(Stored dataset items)
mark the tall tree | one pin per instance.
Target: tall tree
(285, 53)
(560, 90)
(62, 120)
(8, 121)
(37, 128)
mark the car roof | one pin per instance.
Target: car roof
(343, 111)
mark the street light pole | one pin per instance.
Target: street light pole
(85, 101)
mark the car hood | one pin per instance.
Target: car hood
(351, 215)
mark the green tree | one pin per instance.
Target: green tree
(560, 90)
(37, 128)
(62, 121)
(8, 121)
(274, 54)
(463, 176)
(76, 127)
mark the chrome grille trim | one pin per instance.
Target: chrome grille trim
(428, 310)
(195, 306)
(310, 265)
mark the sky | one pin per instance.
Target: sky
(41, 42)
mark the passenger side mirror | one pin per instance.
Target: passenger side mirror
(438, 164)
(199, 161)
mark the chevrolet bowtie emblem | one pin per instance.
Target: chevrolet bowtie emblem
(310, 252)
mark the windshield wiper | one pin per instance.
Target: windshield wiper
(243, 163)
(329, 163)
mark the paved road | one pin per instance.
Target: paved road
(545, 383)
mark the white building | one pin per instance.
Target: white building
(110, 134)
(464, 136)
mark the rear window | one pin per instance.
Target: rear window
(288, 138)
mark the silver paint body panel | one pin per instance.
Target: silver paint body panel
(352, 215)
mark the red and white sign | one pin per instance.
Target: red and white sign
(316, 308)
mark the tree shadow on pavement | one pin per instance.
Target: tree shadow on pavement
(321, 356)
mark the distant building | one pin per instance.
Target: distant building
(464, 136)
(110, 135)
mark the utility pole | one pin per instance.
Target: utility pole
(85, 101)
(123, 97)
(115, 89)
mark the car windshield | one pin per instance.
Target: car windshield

WHAT THE EXERCISE ASKS -
From the records above, transcribe without alteration every line from the one with "Target: tree shadow on pavement" to the one with "mark the car windshield", inclusive.

REPLY TO THE EXERCISE -
Target: tree shadow on pavement
(321, 356)
mark the distant building | one pin per instance.
Target: distant building
(464, 136)
(110, 135)
mark the utility pole | one pin per instance.
Target: utility pole
(85, 101)
(123, 97)
(115, 89)
mark the car windshield | one pin per instance.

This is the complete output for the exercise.